DIRECTION A:
List every file path named in the commit page below.

DOCUMENT PASSAGE:
--------------------
]> Gentwo Git Trees - linux/.git/commitdiff
iommupt: Use the incoherent start/stop functions for PT_FEAT_DMA_INCOHERENT
authorJason Gunthorpe <jgg@nvidia.com>
Thu, 23 Oct 2025 18:22:31 +0000 (15:22 -0300)
committerJoerg Roedel <joerg.roedel@amd.com>
Wed, 5 Nov 2025 08:47:44 +0000 (09:47 +0100)
This is the first step to supporting an incoherent walker, start and stop
the incoherence around the allocation and frees of the page table memory.

The iommu_pages API maps this to dma_map/unmap_single(), or arch cache
flushing calls.

Reviewed-by: Lu Baolu <baolu.lu@linux.intel.com>
Reviewed-by: Kevin Tian <kevin.tian@intel.com>
Signed-off-by: Jason Gunthorpe <jgg@nvidia.com>
Signed-off-by: Joerg Roedel <joerg.roedel@amd.com>
drivers/iommu/generic_pt/iommu_pt.h
drivers/iommu/generic_pt/kunit_iommu.h
drivers/iommu/generic_pt/pt_defs.h
include/linux/generic_pt/common.h
include/linux/generic_pt/iommu.h

index 142001f5aa83fd3cede505223c1a34e422a87ee1..2cad07da995aaabc54c5f2729ffaa6d26fb98dae 100644 (file)
--------------------
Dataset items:
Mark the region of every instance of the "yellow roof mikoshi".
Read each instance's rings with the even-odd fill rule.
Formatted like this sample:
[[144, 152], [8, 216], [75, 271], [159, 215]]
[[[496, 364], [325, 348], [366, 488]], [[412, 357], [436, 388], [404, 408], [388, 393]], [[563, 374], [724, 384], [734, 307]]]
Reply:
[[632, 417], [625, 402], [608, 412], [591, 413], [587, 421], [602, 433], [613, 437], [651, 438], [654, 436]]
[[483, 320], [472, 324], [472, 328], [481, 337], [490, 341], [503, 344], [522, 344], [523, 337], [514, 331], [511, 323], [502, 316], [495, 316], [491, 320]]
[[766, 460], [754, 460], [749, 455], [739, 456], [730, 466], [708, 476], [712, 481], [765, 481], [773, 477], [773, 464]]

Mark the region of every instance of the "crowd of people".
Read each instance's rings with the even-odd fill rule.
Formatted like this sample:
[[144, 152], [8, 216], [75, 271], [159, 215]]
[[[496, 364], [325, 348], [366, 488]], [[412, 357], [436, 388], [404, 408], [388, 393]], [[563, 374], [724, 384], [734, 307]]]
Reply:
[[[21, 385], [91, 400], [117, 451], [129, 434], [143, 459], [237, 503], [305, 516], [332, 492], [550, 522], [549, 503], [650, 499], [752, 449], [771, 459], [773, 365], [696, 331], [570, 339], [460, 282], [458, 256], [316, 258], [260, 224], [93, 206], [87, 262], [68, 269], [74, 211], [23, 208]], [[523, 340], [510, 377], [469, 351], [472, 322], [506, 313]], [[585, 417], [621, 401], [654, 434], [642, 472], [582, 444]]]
--------------------
DIRECTION B:
Render the dataset items above as a numbered list, covering everything from their first line down through the line containing "477], [773, 464]]", both ends included and blank lines omitted.

PROBLEM SOLUTION A:
drivers/iommu/generic_pt/iommu_pt.h
drivers/iommu/generic_pt/kunit_iommu.h
drivers/iommu/generic_pt/pt_defs.h
include/linux/generic_pt/common.h
include/linux/generic_pt/iommu.h

PROBLEM SOLUTION B:
1. Mark the region of every instance of the "yellow roof mikoshi".
2. Read each instance's rings with the even-odd fill rule.
3. Formatted like this sample:
4. [[144, 152], [8, 216], [75, 271], [159, 215]]
5. [[[496, 364], [325, 348], [366, 488]], [[412, 357], [436, 388], [404, 408], [388, 393]], [[563, 374], [724, 384], [734, 307]]]
6. Reply:
7. [[632, 417], [625, 402], [608, 412], [591, 413], [587, 421], [602, 433], [613, 437], [651, 438], [654, 436]]
8. [[483, 320], [472, 324], [472, 328], [481, 337], [490, 341], [503, 344], [522, 344], [523, 337], [514, 331], [511, 323], [502, 316], [495, 316], [491, 320]]
9. [[766, 460], [754, 460], [749, 455], [739, 456], [730, 466], [708, 476], [712, 481], [765, 481], [773, 477], [773, 464]]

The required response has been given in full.